▶ _TASK TO CARRY OUT_: Reproduce every line of the items below, requests included, and scale each point coordinate in the answers by 1.25, rounding to whole numbers with halves rounded up. Leave the pictures out of your answer.

▶ _MATERIAL PROVIDED_:
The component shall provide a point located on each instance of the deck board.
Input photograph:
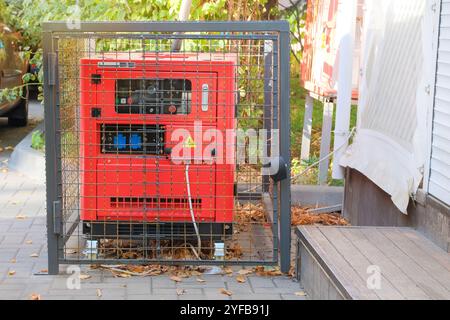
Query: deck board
(412, 267)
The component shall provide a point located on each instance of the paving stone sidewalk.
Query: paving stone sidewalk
(23, 254)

▶ _RESULT OF THE EXERCISE_:
The component shall provide a point located on each instance of the deck board.
Input photograph:
Query: deck board
(515, 334)
The component shall provide a point located on each instance of the paving stone sidewalk.
Query: paving stone sidewalk
(29, 318)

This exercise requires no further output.